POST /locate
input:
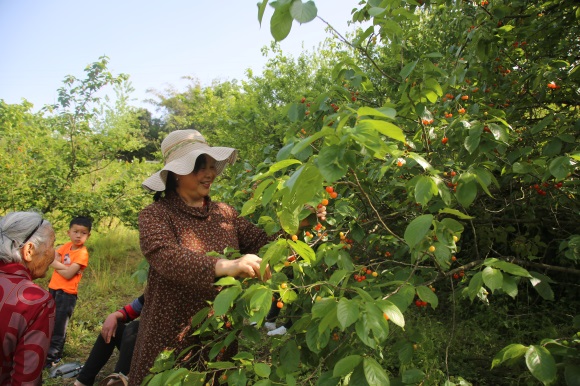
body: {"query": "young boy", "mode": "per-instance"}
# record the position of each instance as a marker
(70, 260)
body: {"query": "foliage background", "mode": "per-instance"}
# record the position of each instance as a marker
(449, 132)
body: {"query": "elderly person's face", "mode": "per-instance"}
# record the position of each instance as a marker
(38, 259)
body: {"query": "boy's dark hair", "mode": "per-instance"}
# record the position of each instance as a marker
(82, 221)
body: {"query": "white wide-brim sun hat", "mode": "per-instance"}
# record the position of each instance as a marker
(180, 151)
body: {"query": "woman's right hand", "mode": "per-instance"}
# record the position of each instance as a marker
(110, 326)
(247, 266)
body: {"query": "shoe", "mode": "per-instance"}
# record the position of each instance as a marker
(279, 331)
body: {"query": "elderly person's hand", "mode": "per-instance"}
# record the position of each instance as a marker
(247, 266)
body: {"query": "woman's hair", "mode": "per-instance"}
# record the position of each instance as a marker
(19, 228)
(170, 182)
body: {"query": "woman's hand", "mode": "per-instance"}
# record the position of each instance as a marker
(110, 326)
(245, 266)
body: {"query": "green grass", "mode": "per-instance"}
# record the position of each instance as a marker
(106, 286)
(471, 334)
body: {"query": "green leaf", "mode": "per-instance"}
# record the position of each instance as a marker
(303, 144)
(427, 295)
(474, 285)
(413, 376)
(303, 12)
(249, 207)
(261, 9)
(492, 278)
(560, 167)
(374, 373)
(323, 307)
(280, 24)
(548, 120)
(507, 267)
(228, 280)
(225, 299)
(408, 69)
(347, 312)
(509, 353)
(331, 163)
(276, 167)
(262, 369)
(541, 285)
(572, 371)
(421, 161)
(346, 365)
(417, 229)
(466, 191)
(290, 356)
(385, 128)
(383, 112)
(304, 250)
(425, 188)
(393, 312)
(541, 364)
(200, 316)
(472, 142)
(509, 285)
(456, 213)
(220, 365)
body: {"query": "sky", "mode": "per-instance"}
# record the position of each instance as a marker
(157, 42)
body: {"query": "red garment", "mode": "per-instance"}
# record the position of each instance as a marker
(26, 322)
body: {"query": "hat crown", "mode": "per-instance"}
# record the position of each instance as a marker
(181, 142)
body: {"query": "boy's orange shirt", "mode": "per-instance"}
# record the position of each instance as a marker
(68, 257)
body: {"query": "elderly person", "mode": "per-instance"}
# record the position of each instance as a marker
(176, 233)
(26, 310)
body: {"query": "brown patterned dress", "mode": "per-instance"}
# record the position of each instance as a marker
(175, 239)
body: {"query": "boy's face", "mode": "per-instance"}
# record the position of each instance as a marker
(78, 234)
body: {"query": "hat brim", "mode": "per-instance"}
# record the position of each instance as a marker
(185, 164)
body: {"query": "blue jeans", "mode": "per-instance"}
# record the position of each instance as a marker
(65, 305)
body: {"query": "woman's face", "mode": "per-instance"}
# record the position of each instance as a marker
(41, 257)
(194, 186)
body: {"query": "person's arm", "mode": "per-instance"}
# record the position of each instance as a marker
(160, 246)
(36, 338)
(125, 314)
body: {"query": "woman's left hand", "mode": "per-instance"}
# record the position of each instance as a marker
(247, 266)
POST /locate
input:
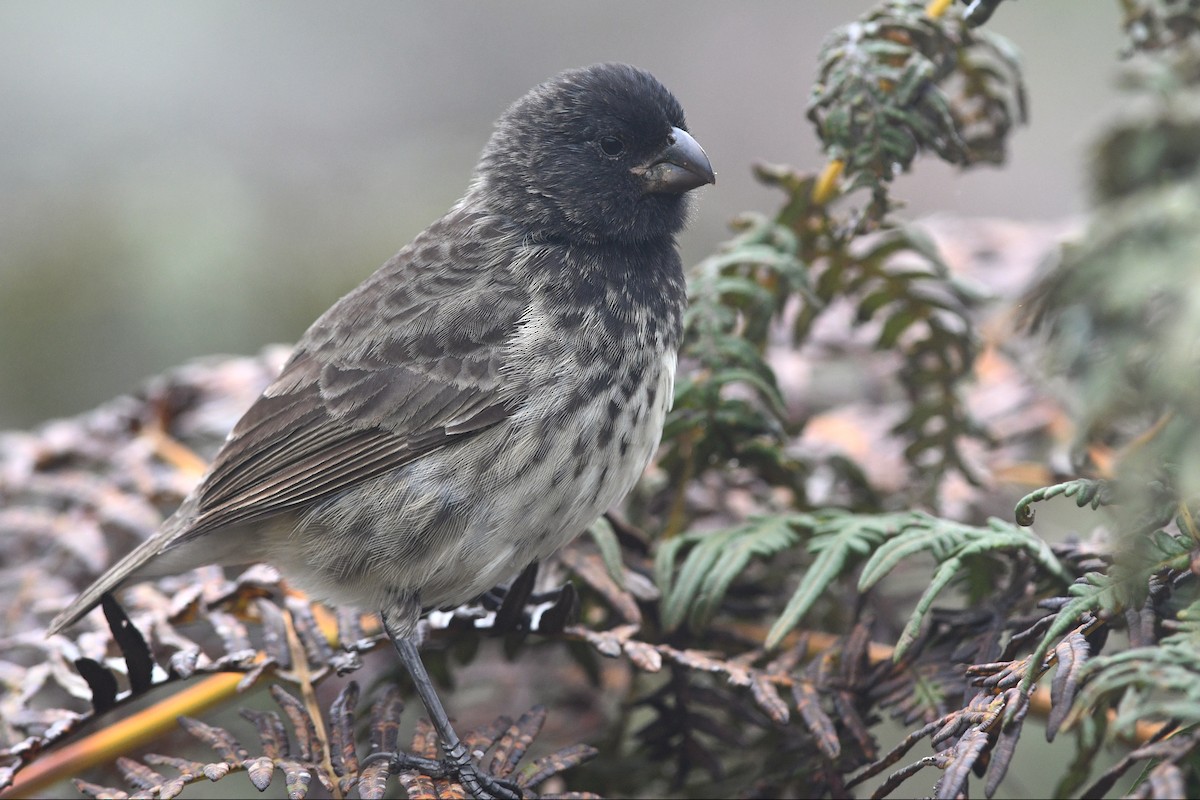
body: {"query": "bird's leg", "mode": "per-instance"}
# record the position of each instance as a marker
(480, 785)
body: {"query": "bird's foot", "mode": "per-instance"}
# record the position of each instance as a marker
(459, 767)
(479, 783)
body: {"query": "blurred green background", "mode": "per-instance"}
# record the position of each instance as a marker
(187, 178)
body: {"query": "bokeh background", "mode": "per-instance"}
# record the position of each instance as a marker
(187, 178)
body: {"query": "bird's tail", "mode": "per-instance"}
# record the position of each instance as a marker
(111, 581)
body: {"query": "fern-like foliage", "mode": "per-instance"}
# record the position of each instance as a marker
(696, 570)
(898, 82)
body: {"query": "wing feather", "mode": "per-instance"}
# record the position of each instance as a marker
(411, 361)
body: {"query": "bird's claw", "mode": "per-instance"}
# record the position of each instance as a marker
(459, 765)
(479, 783)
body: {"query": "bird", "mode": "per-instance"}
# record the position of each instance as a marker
(483, 397)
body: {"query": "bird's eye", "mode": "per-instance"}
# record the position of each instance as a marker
(612, 145)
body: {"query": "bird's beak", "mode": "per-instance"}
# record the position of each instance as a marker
(679, 167)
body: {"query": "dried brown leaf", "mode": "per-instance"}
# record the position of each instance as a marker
(219, 739)
(592, 570)
(271, 732)
(516, 740)
(819, 723)
(312, 747)
(555, 763)
(343, 753)
(138, 775)
(1071, 654)
(767, 696)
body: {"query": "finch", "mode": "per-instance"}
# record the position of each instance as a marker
(484, 396)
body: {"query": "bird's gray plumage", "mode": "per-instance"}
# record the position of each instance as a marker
(486, 394)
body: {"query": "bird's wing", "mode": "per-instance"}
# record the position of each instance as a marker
(411, 361)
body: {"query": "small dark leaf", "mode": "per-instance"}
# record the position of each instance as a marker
(133, 645)
(519, 593)
(101, 681)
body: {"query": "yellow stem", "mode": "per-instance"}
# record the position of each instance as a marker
(935, 8)
(827, 184)
(124, 737)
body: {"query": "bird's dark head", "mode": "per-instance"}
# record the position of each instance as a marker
(594, 155)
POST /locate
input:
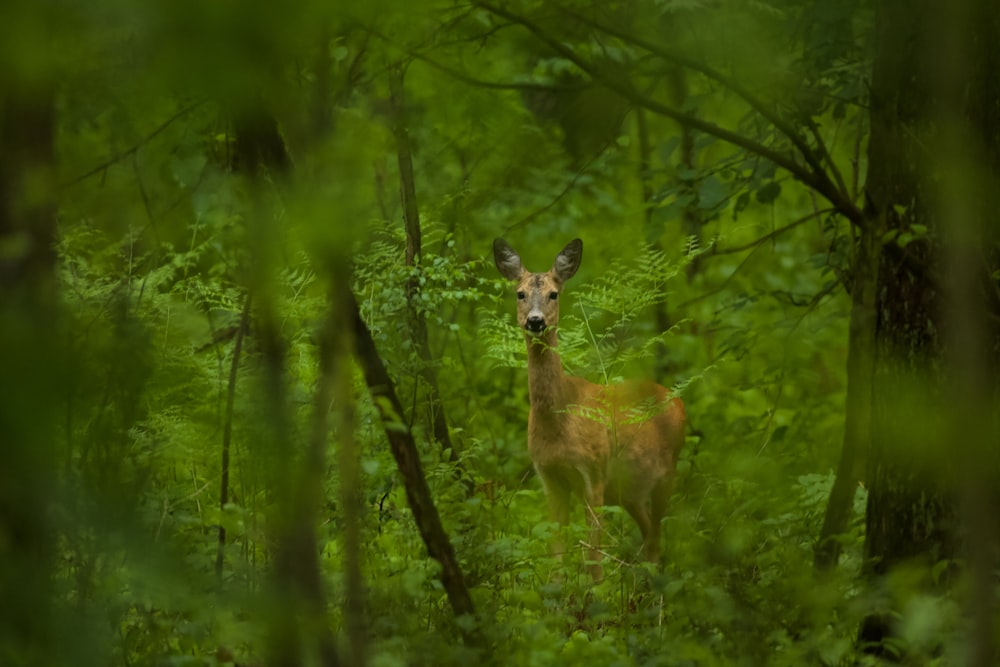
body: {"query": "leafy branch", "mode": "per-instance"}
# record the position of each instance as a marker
(812, 175)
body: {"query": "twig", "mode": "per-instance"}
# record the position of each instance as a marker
(131, 150)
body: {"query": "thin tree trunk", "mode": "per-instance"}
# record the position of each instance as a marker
(299, 621)
(30, 359)
(338, 346)
(411, 220)
(857, 420)
(934, 150)
(404, 450)
(227, 432)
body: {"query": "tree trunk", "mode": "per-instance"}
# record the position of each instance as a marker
(29, 357)
(411, 220)
(933, 156)
(857, 420)
(404, 450)
(227, 433)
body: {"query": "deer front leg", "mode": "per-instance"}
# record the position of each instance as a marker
(558, 498)
(595, 500)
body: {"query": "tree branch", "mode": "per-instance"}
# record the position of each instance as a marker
(776, 232)
(132, 149)
(817, 180)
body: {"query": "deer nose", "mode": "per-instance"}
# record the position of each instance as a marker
(535, 323)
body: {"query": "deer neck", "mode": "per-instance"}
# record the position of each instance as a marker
(546, 386)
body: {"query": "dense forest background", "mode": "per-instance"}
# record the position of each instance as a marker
(263, 400)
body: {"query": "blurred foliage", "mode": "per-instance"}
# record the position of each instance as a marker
(161, 236)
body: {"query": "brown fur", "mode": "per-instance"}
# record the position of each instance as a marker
(606, 444)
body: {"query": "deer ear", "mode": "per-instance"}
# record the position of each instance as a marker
(508, 261)
(568, 261)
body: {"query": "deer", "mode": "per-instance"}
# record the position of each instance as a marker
(614, 444)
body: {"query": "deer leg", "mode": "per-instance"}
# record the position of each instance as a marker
(658, 505)
(558, 497)
(648, 526)
(594, 489)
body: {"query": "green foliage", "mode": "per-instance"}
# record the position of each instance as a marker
(163, 236)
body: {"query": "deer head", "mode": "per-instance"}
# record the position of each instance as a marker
(538, 293)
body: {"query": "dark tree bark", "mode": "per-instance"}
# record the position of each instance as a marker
(300, 620)
(933, 156)
(857, 420)
(411, 220)
(404, 450)
(227, 432)
(29, 357)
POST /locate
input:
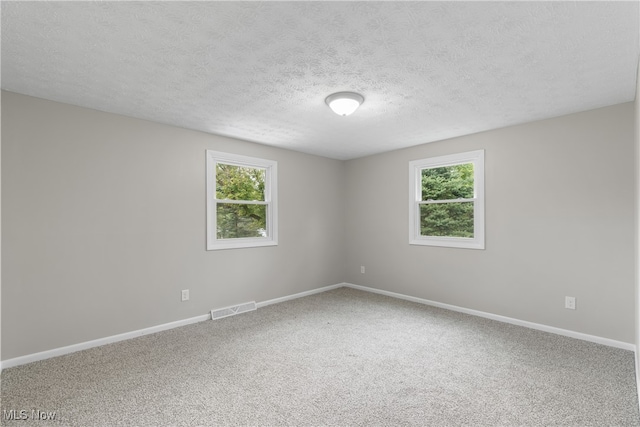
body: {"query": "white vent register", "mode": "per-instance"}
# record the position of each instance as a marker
(233, 310)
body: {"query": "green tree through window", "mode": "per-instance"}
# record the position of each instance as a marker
(447, 211)
(241, 210)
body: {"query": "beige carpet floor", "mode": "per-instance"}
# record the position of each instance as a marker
(342, 358)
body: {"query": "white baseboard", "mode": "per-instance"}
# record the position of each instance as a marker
(16, 361)
(531, 325)
(22, 360)
(299, 295)
(9, 363)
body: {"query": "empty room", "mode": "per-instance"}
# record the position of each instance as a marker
(319, 213)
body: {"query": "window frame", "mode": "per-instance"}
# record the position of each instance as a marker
(415, 199)
(270, 200)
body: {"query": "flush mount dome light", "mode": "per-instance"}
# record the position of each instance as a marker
(344, 103)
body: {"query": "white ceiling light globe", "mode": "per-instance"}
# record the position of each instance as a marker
(344, 103)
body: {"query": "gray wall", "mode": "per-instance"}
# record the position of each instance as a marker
(104, 224)
(559, 221)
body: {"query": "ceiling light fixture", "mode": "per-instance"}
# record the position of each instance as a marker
(344, 103)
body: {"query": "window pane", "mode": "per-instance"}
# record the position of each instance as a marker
(447, 183)
(239, 182)
(447, 219)
(239, 220)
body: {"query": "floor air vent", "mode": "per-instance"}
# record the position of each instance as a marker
(230, 311)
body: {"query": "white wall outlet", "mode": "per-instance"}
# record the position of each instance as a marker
(570, 303)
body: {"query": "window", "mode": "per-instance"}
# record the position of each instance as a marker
(241, 201)
(447, 201)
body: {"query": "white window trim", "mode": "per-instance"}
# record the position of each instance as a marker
(415, 196)
(270, 196)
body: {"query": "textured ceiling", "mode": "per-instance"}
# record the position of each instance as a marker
(260, 71)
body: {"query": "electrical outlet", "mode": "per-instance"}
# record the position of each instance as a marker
(570, 303)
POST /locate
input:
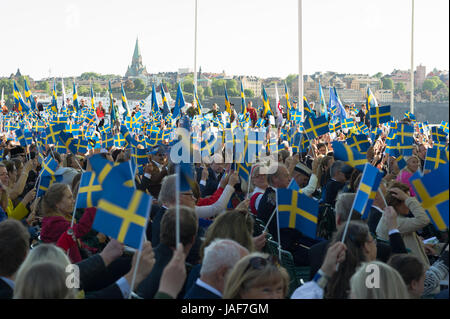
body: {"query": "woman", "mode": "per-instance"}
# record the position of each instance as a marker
(257, 276)
(44, 280)
(258, 185)
(361, 247)
(57, 207)
(391, 284)
(412, 165)
(403, 204)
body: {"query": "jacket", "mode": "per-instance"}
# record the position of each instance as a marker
(408, 227)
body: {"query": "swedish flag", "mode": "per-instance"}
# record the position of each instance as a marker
(243, 106)
(54, 105)
(125, 101)
(371, 100)
(29, 96)
(315, 127)
(227, 101)
(266, 104)
(432, 192)
(435, 157)
(18, 100)
(367, 190)
(76, 105)
(179, 103)
(89, 192)
(380, 115)
(122, 214)
(349, 155)
(197, 101)
(360, 142)
(298, 211)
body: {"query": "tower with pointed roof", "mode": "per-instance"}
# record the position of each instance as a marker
(136, 68)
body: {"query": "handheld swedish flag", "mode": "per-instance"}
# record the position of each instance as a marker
(432, 192)
(349, 155)
(90, 191)
(367, 190)
(122, 214)
(298, 211)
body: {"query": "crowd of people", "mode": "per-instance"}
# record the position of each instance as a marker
(222, 253)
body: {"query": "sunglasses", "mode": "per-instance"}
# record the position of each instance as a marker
(259, 263)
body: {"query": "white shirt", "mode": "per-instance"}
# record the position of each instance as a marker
(203, 284)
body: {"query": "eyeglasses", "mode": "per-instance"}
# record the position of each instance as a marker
(259, 263)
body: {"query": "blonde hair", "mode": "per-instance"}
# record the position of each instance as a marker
(43, 280)
(391, 284)
(244, 277)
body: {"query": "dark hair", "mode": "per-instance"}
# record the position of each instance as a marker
(188, 226)
(390, 199)
(14, 246)
(357, 235)
(409, 267)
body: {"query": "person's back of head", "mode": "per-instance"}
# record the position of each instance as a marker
(344, 203)
(256, 271)
(234, 225)
(385, 282)
(14, 246)
(356, 238)
(43, 280)
(188, 227)
(412, 271)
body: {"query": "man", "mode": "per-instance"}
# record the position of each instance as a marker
(290, 238)
(155, 171)
(343, 206)
(216, 172)
(219, 258)
(252, 111)
(164, 251)
(14, 246)
(338, 172)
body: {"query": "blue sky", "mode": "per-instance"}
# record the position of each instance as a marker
(253, 37)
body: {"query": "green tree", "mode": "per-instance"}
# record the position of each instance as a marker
(290, 79)
(207, 91)
(379, 75)
(217, 86)
(139, 85)
(388, 84)
(429, 85)
(400, 87)
(249, 93)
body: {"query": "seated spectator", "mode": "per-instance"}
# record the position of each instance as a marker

● Exercise brief: Report each line of the items above that contains the string "vent", matching uppercase and lowercase exactly.

● Exercise answer:
body: {"query": "white vent register", "mode": "per-instance"}
body: {"query": "floor air vent", "mode": "per-instance"}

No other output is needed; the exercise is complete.